**Passage provided**
+-------+
Nonetheless, Stalin began a new purge by repressing his wartime allies, the Jewish Anti-Fascist Committee. In January 1948, Solomon Mikhoels was assassinated on Stalin's personal orders in Minsk. His murder was disguised as a hit-and-run car accident. Mikhoels was taken to an MGB dacha and killed, along with his non-Jewish colleague Golubov-Potapov, under supervision of Stalin's Deputy Minister of State Security Sergei Ogoltsov. Golubov-Potapov, who was an agent of the MGB, was used to lure Mikhoels to the dacha and both were forced to drink alcohol. Both were killed and their bodies were then dumped by the side of a road in Minsk.

Despite Stalin's initial willingness to support Israel, various historians speculate that antisemitism in the late 1940s and early 1950s was motivated by Stalin's possible perception of Jews as a potential "fifth column" in light of a pro-Western Israel in the Middle East. Orlando Figes suggests that "After the foundation of Israel in May 1948, and its alignment with the USA in the Cold War, the 2 million Soviet Jews, who had always remained loyal to the Soviet system, were portrayed by the Stalinist regime as a potential fifth column. Despite his personal dislike of Jews, Stalin had been an early supporter of a Jewish state in Palestine, which he had hoped to turn into a Soviet satellite in the Middle East. But as the leadership of the emerging state proved hostile to approaches from the Soviet Union, Stalin became increasingly afraid of pro-Israeli feeling among Soviet Jews. His fears intensified as a result of Golda Meir's arrival in Moscow in the autumn of 1948 as the first Israeli ambassador to the USSR. On her visit to a Moscow synagogue on Yom Kippur (13 October), thousands of people lined the streets, many of them shouting Am Yisroel Chai! (The People of Israel Live!)—a traditional affirmation of national renewal to Jews throughout the world but to Stalin a dangerous sign of 'bourgeois Jewish nationalism' that subverted the authority of the Soviet state."
+-------+
Items from a dataset
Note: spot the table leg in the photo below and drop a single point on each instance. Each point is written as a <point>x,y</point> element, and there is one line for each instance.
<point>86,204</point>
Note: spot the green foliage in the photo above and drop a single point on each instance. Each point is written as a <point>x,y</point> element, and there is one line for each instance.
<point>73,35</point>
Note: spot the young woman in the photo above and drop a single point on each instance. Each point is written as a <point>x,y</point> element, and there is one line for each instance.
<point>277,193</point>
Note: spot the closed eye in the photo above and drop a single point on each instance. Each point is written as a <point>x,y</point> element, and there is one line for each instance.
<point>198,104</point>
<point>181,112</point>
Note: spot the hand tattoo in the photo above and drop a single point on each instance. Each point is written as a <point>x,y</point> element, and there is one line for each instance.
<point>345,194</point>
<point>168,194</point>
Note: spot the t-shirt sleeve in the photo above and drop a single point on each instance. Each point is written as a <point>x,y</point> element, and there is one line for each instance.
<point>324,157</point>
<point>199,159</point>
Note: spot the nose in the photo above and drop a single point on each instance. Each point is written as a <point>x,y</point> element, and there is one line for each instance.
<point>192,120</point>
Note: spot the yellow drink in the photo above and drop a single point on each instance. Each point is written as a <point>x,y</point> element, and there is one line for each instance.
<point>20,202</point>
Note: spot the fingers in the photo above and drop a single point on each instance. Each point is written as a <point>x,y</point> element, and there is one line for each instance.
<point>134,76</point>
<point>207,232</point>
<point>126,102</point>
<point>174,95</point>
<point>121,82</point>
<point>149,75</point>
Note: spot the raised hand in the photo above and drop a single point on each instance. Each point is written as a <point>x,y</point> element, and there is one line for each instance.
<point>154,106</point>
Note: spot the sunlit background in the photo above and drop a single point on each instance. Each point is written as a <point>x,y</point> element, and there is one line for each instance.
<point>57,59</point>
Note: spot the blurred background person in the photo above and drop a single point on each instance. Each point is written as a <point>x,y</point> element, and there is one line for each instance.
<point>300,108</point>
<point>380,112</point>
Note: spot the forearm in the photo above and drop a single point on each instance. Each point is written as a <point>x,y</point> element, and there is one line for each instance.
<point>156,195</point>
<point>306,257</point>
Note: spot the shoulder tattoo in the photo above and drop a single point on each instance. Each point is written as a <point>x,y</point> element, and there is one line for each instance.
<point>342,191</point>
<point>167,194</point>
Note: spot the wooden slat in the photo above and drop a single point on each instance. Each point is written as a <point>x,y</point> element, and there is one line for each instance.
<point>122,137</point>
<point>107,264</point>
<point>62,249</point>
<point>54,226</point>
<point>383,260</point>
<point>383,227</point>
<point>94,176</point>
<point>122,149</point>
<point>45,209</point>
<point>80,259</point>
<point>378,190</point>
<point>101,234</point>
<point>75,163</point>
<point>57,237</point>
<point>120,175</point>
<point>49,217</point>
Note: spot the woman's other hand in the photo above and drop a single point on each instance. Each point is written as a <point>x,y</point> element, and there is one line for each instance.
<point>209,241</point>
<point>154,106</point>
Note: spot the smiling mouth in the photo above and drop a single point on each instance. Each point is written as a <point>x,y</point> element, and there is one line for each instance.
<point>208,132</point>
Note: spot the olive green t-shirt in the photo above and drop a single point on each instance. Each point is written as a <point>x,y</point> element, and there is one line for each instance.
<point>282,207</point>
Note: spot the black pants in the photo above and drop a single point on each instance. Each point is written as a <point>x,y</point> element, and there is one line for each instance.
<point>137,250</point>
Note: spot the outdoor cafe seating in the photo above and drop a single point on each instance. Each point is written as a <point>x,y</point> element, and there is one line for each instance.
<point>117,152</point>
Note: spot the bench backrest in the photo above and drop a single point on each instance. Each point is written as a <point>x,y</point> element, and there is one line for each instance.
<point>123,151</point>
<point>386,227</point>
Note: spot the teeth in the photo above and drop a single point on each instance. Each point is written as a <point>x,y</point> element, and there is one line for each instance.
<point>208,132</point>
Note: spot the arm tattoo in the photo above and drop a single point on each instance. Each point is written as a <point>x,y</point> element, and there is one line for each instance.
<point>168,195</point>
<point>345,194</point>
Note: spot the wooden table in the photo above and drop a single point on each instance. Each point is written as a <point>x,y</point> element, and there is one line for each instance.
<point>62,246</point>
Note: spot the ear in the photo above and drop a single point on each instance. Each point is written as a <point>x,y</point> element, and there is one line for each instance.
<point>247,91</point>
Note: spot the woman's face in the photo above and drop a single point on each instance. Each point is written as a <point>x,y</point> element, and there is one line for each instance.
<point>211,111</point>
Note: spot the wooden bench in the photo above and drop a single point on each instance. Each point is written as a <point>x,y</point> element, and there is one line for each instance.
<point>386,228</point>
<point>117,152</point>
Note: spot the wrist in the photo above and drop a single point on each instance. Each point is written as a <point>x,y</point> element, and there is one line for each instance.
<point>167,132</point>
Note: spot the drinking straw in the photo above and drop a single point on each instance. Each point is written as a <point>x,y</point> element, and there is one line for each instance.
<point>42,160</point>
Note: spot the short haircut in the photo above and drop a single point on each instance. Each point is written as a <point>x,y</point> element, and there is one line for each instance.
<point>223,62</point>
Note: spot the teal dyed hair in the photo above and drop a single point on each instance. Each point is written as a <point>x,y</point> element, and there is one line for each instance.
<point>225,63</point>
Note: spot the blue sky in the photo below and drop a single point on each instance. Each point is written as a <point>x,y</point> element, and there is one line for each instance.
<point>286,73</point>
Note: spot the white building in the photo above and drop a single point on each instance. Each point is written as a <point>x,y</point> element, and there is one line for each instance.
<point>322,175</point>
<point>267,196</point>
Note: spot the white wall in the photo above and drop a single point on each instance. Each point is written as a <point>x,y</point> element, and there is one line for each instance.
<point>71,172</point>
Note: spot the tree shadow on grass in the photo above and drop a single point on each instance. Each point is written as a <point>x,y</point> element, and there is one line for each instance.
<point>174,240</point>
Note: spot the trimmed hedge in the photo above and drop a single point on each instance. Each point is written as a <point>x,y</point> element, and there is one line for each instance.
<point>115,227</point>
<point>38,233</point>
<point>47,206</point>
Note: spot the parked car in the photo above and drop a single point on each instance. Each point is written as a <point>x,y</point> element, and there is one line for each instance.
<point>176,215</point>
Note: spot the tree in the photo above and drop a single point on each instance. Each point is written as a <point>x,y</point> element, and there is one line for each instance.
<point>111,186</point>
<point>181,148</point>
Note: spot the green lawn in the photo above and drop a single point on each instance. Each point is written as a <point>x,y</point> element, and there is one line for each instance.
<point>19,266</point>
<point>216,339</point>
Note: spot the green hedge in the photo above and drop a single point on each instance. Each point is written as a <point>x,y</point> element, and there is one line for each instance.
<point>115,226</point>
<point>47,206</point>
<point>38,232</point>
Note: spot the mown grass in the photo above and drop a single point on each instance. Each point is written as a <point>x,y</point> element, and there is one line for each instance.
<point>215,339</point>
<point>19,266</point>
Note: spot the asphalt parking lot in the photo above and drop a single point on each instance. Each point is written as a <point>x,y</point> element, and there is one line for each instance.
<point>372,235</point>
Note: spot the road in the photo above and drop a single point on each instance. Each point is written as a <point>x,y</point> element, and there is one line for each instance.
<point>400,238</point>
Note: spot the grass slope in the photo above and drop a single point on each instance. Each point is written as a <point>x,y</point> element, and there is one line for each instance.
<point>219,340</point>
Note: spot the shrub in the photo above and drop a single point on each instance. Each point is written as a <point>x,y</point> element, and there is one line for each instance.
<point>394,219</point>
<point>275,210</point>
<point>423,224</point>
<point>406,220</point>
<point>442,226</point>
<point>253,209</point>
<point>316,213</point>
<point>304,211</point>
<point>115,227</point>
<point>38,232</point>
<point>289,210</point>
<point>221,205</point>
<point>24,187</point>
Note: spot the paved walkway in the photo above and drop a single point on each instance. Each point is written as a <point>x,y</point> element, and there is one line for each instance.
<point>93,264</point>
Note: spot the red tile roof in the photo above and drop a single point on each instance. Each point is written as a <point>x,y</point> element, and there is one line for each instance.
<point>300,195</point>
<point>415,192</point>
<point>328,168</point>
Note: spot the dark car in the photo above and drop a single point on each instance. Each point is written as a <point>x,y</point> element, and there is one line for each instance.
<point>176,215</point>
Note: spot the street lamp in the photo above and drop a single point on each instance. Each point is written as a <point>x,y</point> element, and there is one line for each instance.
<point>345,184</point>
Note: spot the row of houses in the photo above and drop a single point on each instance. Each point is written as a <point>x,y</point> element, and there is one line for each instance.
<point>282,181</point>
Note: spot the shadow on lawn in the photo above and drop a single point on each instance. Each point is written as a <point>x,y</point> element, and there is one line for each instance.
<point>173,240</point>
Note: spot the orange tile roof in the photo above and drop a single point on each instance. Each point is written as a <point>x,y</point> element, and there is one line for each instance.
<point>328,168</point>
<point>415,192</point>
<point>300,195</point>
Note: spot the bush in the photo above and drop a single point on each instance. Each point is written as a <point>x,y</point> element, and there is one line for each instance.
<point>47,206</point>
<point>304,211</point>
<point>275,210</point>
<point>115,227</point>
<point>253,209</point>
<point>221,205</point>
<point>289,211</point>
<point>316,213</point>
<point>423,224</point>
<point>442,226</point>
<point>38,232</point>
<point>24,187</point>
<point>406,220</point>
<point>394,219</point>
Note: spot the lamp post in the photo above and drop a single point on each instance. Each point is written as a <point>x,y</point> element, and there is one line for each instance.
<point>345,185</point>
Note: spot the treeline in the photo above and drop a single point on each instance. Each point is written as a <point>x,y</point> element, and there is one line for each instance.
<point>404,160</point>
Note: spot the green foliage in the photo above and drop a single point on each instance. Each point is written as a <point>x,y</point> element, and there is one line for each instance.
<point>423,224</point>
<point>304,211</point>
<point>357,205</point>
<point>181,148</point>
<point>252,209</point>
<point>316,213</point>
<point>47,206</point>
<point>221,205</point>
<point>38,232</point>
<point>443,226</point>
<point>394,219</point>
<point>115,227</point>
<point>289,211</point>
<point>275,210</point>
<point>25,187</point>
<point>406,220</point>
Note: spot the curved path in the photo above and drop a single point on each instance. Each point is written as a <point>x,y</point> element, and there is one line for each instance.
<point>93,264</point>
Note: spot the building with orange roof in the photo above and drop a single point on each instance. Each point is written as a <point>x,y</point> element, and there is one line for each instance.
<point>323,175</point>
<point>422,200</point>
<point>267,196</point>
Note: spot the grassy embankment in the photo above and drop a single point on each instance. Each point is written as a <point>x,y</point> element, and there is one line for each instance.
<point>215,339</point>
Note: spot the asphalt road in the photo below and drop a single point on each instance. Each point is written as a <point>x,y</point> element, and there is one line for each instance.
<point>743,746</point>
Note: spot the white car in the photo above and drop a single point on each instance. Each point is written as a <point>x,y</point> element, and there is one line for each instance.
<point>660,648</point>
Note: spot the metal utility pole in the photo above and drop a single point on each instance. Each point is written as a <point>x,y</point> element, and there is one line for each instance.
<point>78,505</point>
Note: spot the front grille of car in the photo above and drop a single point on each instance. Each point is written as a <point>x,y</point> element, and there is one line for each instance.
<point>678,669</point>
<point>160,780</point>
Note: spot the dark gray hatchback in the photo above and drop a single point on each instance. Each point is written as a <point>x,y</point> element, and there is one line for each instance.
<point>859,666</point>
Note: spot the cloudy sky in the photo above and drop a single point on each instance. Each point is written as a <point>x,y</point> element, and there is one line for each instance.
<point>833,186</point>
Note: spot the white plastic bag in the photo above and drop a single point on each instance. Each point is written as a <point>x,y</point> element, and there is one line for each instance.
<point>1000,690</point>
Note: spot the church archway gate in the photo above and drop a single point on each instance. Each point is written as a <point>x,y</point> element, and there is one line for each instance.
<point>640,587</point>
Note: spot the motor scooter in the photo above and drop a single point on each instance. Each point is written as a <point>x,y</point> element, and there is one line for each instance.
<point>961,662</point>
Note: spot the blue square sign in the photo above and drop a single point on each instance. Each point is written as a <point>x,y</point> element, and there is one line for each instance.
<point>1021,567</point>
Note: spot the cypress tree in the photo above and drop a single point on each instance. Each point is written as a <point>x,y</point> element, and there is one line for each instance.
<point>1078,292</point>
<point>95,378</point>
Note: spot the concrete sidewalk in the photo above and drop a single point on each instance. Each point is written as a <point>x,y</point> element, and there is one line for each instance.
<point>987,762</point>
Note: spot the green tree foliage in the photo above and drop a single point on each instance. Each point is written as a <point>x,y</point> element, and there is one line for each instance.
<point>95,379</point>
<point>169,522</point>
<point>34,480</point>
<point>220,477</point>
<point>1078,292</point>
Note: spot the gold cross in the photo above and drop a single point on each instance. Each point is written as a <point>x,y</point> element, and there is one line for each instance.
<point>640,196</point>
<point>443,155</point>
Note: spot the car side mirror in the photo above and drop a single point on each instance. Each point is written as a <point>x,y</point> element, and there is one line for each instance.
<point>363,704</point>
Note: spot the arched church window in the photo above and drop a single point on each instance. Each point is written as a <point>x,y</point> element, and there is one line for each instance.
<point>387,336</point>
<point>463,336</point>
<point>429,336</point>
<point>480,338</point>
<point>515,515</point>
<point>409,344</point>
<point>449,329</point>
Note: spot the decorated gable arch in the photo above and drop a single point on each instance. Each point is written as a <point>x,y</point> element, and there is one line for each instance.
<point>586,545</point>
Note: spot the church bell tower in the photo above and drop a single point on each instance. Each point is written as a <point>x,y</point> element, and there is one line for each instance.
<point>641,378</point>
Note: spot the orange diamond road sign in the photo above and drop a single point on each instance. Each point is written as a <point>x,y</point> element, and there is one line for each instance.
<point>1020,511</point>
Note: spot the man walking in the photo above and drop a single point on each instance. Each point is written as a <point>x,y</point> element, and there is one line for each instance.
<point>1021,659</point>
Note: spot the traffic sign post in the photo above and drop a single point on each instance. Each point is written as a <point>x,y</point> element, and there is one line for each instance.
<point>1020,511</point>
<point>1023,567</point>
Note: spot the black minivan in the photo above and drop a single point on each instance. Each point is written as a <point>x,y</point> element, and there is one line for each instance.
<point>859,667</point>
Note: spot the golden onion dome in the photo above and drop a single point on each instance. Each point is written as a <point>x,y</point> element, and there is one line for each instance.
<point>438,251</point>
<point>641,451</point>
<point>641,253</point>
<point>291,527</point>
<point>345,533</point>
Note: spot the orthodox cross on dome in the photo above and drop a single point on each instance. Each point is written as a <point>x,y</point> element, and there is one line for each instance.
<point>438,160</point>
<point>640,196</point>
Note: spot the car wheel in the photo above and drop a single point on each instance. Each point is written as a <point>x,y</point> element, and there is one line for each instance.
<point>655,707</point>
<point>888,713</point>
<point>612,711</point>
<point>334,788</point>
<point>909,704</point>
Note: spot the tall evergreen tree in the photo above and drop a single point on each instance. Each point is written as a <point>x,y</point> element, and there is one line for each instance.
+-------+
**Tasks to perform**
1/ According to the passage on Stalin's postwar antisemitism, who arrived in Moscow in the autumn of 1948 as the first Israeli ambassador to the USSR?
2/ Proceed with the passage on Stalin's postwar antisemitism, starting after its final sentence.
The lines listed here bear no relation to the passage on Stalin's postwar antisemitism.

**Answer section**
1/ Golda Meir

2/
Historians Albert S. Lindemann and Richard S. Levy observe: "When, in October 1948, during the high holy days, thousands of Jews rallied around Moscow's central synagogue to honor Golda Meir, the first Israeli ambassador, the authorities became especially alarmed at the signs of Jewish disaffection. Jeffrey Veidlinger writes: "By October 1948, it was obvious that Mikhoels was by no means the sole advocate of Zionism among Soviet Jews. The revival of Jewish cultural expression during the war had fostered a general sense of boldness among the Jewish masses. Many Jews remained oblivious to the growing Zhdanovshchina and the threat to Soviet Zionist Jews that the brewing campaign against "rootless cosmopolitans" signaled. Indeed, official attitudes toward Jewish culture were ambivalent during this period. On the surface, Jewish culture seemed to be supported by the state: public efforts had been made to sustain the Yiddish theater after Mikhoels's death, Eynikayt was still publishing on schedule, and, most important, the Soviet Union recognized the establishment of a Jewish state in Palestine. To most Moscow Jews, the state of Soviet Jewry had never been better."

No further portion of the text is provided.